**OBJECTIVES:**
1. Copy the passage on radiator fan settings between "To set the low" and "between the two.", inclusive.
2. Format the records between the lines holding "the white ceiling" and "point(615, 276)", inclusive, as a two-column CSV with the columns input and output. Give one row per record, with its text and its answer each in a single quoted field and line breaks replaced by spaces.

**TEXT BLOCK:**
____________________

Monitoring radiator exit temps also allows you to have a larger spread between “low” and “high” settings of the fan since you can set them to come on “low” much earlier than the other way and not ramp up to high speed until engine temps are actually increasing to well above the thermo setting. This means the fans spend less time running at full speed, making all that noise and draining all those amps. You can even set the high setting fairly high—220 or even more and with a large radiator you may find the high speed is really never needed which will make things easier on your alternator (though I’d suggest working your way up to that slowly with much testing).
So as you can see, there are a ton of advantages of having the controller monitor the radiator exit temp to control the fans—especially with the stock thermostat. That’s my philosophy for this application (a “truck” that will be used in sub-zero temps and thus the stock thermostat (or one only moderately lower in temp) is desirable, but a cooling system that aggressively keeps the engine cool as possible in hot weather is desired as well). It might be different than many aftermarket systems recommend (often based around “hotrods” running really cool 160 degree thermostats where the fan trying to keep the coolant colder than that doesn’t work well) and OEMs (who like the engine running nice and toasty for idle emissions reasons so they don’t turn on the electric fans until high temperatures). In both of those cases, the engine temp in hot weather is not regulated by the thermostat as it is mostly wide open, but by the fan turning on and off. In those cases, exit temp of the engine is a natural place to want to monitor that. I want to keep this engine at the thermostat regulated temp in hot and cold weather.
To set the low speed setting with the sensor in the engine outlet, manually run the fans full blast for a minute or so, then shut them off and let it idle. In normal temps the engine should hold steady a bit over 200 while it’s being supplied with cool water from the radiator. Once that temp starts to climb move the switch to auto. Starting from all the way clockwise, slowly turn the screw CCW until the fans kick on low speed at the temp you want (207 or so is where I found it worked best as viewed on a scanner). That should be fairly close. If you notice it falls into an “infinite loop” in some situations, turn it slightly to the right. If it comes on too slowly in some conditions, turn it to the left. Unfortunately with this setup there is a fine line between the two.
Setting the high speed is done much the same. With the fans manually shut off, watch the temp. When it hits the temp you want the fans on full speed, turn the fans back to the auto setting which will kick them on “low.” Starting with the high speed screw all the way CW, gradually turn it CCW. You’ll hear the pitch of the fans gradually increase. At some point the pitch will stop increasing—that’s the spot they’re set to max speed. A good way to verify this setting is to manually shut the fans off until the desired temp is reached, turn them to auto and then after a couple seconds turn them to manually full on. If they speed up when you turn them to manual on, the high speed setting is at a higher temp than you thought.

____________________

**RECORDS TO PROCESS:**
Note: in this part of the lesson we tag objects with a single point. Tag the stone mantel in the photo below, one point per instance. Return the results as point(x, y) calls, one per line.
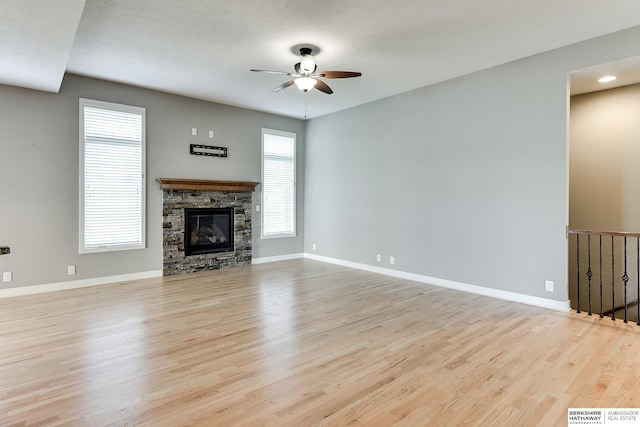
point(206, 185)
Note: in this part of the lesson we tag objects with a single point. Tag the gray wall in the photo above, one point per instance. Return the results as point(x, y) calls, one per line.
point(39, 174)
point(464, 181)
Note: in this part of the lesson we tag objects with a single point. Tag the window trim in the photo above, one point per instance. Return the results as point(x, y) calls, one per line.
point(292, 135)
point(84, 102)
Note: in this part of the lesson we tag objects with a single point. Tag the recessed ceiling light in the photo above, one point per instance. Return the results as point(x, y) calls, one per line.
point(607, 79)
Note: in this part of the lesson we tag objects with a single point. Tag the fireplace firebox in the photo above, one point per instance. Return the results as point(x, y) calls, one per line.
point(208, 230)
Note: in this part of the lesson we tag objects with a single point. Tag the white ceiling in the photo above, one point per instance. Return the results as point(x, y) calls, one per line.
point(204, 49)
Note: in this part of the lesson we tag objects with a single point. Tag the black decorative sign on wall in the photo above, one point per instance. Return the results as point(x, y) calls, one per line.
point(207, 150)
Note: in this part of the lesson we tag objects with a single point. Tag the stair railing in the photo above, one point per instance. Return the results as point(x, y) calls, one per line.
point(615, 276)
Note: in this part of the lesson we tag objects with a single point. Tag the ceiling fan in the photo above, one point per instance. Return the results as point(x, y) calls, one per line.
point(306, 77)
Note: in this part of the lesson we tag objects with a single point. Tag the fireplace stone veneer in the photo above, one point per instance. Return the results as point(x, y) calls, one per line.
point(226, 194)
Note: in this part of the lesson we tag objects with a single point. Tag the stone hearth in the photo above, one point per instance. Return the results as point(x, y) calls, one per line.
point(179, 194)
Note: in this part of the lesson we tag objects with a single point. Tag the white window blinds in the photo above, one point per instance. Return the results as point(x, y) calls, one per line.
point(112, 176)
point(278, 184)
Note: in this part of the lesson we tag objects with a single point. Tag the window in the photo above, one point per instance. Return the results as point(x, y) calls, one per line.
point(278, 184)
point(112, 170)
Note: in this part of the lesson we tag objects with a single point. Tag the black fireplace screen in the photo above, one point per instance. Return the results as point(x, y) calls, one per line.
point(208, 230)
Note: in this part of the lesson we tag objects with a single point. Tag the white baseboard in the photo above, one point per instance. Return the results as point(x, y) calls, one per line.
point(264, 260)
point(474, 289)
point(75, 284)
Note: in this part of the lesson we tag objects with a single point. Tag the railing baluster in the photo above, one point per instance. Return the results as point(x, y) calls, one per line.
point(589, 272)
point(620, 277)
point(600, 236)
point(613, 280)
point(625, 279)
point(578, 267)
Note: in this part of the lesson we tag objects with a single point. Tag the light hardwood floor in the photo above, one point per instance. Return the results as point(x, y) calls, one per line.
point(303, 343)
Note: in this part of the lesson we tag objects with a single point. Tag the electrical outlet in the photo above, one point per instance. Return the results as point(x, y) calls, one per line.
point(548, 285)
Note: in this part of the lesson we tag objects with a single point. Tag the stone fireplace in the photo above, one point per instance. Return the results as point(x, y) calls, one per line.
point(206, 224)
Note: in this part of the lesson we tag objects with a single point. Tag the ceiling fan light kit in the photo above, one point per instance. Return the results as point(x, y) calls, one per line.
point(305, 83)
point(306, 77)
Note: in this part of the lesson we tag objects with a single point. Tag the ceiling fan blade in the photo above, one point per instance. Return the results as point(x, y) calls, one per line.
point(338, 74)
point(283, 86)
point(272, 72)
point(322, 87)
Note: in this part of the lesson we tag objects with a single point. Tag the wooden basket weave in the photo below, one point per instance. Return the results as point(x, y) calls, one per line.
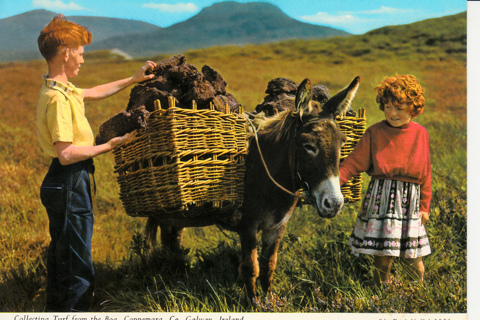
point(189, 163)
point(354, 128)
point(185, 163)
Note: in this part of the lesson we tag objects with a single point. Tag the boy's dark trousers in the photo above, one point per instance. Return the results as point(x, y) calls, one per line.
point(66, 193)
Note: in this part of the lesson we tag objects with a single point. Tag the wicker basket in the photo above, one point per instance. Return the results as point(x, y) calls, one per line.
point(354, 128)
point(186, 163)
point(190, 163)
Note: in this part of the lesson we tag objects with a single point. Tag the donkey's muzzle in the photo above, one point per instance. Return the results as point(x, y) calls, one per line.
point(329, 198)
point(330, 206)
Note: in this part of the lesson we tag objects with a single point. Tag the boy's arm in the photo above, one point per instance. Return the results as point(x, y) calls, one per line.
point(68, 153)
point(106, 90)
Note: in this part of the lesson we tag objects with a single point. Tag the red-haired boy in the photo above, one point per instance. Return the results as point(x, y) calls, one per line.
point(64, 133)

____________________

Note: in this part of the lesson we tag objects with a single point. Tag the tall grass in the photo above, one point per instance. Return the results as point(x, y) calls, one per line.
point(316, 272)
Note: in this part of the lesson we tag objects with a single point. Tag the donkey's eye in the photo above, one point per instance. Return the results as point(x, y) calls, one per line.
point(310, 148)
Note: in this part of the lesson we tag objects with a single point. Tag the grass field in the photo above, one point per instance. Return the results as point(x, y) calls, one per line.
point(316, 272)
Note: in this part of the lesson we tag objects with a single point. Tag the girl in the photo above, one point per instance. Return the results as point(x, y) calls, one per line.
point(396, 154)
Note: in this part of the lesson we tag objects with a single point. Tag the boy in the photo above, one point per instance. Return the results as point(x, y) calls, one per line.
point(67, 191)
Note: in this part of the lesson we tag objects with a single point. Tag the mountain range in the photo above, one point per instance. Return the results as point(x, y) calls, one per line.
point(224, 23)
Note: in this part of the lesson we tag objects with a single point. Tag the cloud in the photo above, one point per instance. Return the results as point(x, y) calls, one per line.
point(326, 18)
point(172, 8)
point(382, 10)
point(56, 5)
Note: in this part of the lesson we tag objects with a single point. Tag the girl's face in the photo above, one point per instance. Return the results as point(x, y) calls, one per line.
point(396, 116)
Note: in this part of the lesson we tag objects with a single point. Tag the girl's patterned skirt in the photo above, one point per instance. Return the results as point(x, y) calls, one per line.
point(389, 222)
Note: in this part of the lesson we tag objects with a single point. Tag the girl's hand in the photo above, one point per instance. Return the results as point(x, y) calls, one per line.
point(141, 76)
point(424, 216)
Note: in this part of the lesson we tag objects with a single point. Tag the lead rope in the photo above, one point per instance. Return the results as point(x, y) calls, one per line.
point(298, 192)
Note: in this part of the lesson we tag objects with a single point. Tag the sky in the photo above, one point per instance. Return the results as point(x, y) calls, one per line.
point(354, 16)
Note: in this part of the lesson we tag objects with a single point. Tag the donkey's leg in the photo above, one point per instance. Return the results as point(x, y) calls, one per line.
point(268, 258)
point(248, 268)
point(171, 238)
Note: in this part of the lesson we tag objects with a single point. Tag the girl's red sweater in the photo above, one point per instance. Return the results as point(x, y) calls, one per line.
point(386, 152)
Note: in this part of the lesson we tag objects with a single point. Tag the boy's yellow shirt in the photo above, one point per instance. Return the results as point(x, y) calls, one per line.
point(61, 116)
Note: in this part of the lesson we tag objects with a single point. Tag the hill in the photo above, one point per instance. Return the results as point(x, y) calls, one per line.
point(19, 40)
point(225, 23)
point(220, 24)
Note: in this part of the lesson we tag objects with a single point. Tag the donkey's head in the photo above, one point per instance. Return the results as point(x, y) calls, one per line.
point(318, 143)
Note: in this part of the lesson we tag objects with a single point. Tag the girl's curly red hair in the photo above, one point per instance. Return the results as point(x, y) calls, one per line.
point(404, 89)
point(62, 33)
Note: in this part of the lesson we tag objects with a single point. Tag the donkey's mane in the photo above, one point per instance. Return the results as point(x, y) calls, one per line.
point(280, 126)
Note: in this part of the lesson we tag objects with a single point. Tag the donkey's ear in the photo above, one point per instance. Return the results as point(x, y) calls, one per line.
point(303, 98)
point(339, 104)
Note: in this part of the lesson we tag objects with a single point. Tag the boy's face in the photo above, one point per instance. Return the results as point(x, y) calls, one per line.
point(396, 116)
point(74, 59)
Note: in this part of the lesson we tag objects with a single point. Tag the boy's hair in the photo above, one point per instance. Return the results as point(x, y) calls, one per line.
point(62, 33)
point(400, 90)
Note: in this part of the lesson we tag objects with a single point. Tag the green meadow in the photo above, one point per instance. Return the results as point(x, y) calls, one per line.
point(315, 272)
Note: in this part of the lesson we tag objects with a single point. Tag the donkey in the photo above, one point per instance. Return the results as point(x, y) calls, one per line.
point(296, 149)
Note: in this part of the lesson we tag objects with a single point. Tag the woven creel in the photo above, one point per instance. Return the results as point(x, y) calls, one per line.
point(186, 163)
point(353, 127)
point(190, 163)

____________________

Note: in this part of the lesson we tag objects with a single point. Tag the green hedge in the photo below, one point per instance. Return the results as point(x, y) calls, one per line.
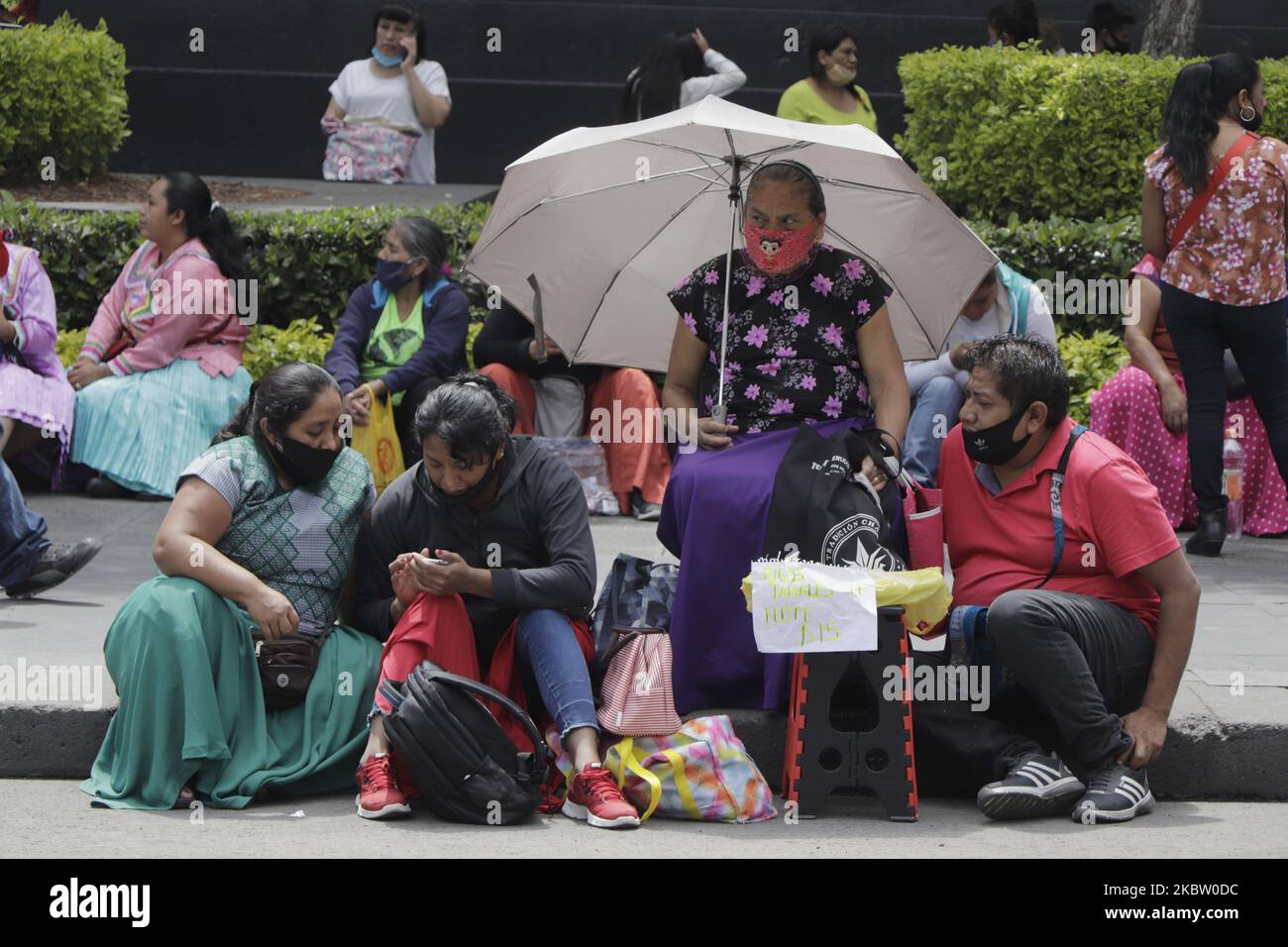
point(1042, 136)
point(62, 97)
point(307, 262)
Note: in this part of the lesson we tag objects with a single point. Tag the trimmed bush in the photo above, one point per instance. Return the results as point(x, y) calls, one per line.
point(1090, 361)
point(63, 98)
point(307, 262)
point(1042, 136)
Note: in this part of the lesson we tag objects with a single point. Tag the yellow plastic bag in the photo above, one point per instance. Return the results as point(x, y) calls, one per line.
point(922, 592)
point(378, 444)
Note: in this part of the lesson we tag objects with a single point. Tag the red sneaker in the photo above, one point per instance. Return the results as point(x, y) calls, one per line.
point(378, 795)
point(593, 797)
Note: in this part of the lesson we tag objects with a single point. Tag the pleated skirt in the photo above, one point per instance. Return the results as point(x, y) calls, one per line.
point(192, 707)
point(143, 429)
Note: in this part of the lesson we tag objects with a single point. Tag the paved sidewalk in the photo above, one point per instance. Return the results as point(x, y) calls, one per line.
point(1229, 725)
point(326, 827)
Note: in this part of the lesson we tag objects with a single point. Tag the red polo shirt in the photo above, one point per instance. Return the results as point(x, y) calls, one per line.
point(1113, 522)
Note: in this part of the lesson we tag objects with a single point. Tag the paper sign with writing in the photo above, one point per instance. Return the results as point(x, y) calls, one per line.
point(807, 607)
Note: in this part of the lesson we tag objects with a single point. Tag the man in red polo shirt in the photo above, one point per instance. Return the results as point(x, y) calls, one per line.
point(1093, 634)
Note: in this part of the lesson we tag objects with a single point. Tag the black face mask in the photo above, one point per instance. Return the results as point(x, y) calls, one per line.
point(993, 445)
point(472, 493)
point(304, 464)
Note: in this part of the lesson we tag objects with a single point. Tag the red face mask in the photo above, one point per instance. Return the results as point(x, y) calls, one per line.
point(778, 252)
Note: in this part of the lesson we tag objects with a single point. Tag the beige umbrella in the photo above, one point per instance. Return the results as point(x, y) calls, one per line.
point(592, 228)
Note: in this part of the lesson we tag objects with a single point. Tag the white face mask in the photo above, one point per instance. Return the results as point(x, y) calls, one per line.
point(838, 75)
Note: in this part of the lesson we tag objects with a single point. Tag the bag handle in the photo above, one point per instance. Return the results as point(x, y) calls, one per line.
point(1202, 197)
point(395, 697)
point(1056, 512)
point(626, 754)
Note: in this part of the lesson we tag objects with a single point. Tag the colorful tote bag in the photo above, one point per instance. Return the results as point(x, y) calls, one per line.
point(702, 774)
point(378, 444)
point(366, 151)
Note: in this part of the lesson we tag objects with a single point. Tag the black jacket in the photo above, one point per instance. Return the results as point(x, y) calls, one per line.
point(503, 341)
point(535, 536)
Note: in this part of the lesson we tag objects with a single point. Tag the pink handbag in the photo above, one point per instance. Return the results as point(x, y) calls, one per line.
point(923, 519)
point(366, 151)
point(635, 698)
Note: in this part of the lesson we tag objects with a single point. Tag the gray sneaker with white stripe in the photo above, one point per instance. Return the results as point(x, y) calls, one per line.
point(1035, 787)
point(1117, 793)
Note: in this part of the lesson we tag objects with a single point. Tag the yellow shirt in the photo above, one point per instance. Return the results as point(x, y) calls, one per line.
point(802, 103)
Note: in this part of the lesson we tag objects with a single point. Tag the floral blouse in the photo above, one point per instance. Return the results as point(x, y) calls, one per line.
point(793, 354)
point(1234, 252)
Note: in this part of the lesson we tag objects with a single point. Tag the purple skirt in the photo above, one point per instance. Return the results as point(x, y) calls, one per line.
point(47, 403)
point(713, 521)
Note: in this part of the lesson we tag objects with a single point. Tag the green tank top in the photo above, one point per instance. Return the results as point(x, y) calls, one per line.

____________________

**EXERCISE ANSWERS:**
1.
To set the low speed setting with the sensor in the engine outlet, manually run the fans full blast for a minute or so, then shut them off and let it idle. In normal temps the engine should hold steady a bit over 200 while it’s being supplied with cool water from the radiator. Once that temp starts to climb move the switch to auto. Starting from all the way clockwise, slowly turn the screw CCW until the fans kick on low speed at the temp you want (207 or so is where I found it worked best as viewed on a scanner). That should be fairly close. If you notice it falls into an “infinite loop” in some situations, turn it slightly to the right. If it comes on too slowly in some conditions, turn it to the left. Unfortunately with this setup there is a fine line between the two.

2.
input,output
"Note: in this part of the lesson we tag objects with a single point. Tag the white ceiling in the photo above, one point per instance. Return the results as point(x, y) calls, one per line.","point(204, 49)"
"Note: in this part of the lesson we tag objects with a single point. Tag the black decorative sign on wall in the photo above, one point per instance. Return the results as point(x, y) calls, one per line.","point(207, 150)"
"Note: in this part of the lesson we tag objects with a single point. Tag the stair railing in the photo above, one point per instance. Return the results as point(x, y) calls, one per line.","point(615, 276)"